En 1941-1942 : Intervention aux Etats-Unis du colonel Adolphe Aumeran

Après une visite au maréchal Pétain à Vichy le 2  avril 1941 le général Aumeran, alors colonel de réserve est confirmé dans son opinion de libérer la France du joug allemand le plus vite possible.

Il pense que les Etats-Unis doivent être entraînés dans l'action, car ils ont une possibilité de puissance déterminante. Il faut partir pour les U.S.A. se rendre compte et agir. Mon père le fera à titre privé et contre l'avis de l'amiral Abrial. Obtenir un visa n'est pas facile, il y parvient par surprise. Embarqué sur un navire portugais à Casablanca, il arrive à New-York le 9 août 1941, le 27 il est à Washington. Le 23 septembre sous un faux état-civil, aidé de René Pleven, représentant de la France Libre il part pour Londres. Accueilli par Passy et Diethelm il prend contact avec le général de Gaulle qui le prie de rester à Londres.
● ● ● ● ●
▶ **CONSIGNES**:
1) Indiquez si chacune des affirmations suivantes concorde avec le passage sur Adolphe Aumeran, en répondant par oui ou par non et en citant à l'identique les mots du passage qui en décident : (a) Aumeran arrive à New-York le 9 août 1941 ; (b) il part pour les États-Unis avec l'accord de l'amiral Abrial ; (c) le général de Gaulle lui demande de rester à Londres.
2) Reprenez mot pour mot le passage sur Adolphe Aumeran, en commençant par « Après une visite » et en poursuivant jusqu'à « rester à Londres. ».

▶ **DONNÉES EXTRAITES**:
● ● ● ● ●
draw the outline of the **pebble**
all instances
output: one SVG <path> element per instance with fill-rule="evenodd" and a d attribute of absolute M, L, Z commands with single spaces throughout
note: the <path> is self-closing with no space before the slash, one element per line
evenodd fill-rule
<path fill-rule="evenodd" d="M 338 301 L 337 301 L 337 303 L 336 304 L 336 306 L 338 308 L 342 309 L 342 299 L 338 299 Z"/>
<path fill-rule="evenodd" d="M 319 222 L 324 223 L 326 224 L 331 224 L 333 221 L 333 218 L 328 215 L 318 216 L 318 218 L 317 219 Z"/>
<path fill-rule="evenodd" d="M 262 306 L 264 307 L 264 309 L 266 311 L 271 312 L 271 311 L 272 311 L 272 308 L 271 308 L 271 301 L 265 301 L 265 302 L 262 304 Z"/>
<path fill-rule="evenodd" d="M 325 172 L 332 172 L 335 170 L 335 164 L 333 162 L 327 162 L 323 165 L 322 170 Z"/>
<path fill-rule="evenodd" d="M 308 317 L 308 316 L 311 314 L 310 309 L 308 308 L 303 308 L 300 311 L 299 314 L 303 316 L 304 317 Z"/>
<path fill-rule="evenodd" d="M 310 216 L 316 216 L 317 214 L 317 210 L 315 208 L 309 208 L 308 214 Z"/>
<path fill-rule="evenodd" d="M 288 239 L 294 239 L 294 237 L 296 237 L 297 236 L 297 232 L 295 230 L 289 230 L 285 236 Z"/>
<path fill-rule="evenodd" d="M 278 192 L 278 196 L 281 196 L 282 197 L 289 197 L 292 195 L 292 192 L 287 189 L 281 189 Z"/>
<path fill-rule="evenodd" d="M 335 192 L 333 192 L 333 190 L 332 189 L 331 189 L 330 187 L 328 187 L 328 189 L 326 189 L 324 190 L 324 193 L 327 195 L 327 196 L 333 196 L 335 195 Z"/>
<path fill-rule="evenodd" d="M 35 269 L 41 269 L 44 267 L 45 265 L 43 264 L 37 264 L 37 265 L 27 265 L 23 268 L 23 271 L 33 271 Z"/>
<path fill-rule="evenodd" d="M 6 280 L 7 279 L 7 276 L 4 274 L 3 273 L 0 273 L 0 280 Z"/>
● ● ● ● ●
▶ **CORRIGÉ**:
1)
(a) Oui : « il arrive à New-York le 9 août 1941 ».
(b) Non : « contre l'avis de l'amiral Abrial ».
(c) Oui : « qui le prie de rester à Londres ».

2)
Après une visite au maréchal Pétain à Vichy le 2  avril 1941 le général Aumeran, alors colonel de réserve est confirmé dans son opinion de libérer la France du joug allemand le plus vite possible.

Il pense que les Etats-Unis doivent être entraînés dans l'action, car ils ont une possibilité de puissance déterminante. Il faut partir pour les U.S.A. se rendre compte et agir. Mon père le fera à titre privé et contre l'avis de l'amiral Abrial. Obtenir un visa n'est pas facile, il y parvient par surprise. Embarqué sur un navire portugais à Casablanca, il arrive à New-York le 9 août 1941, le 27 il est à Washington. Le 23 septembre sous un faux état-civil, aidé de René Pleven, représentant de la France Libre il part pour Londres. Accueilli par Passy et Diethelm il prend contact avec le général de Gaulle qui le prie de rester à Londres.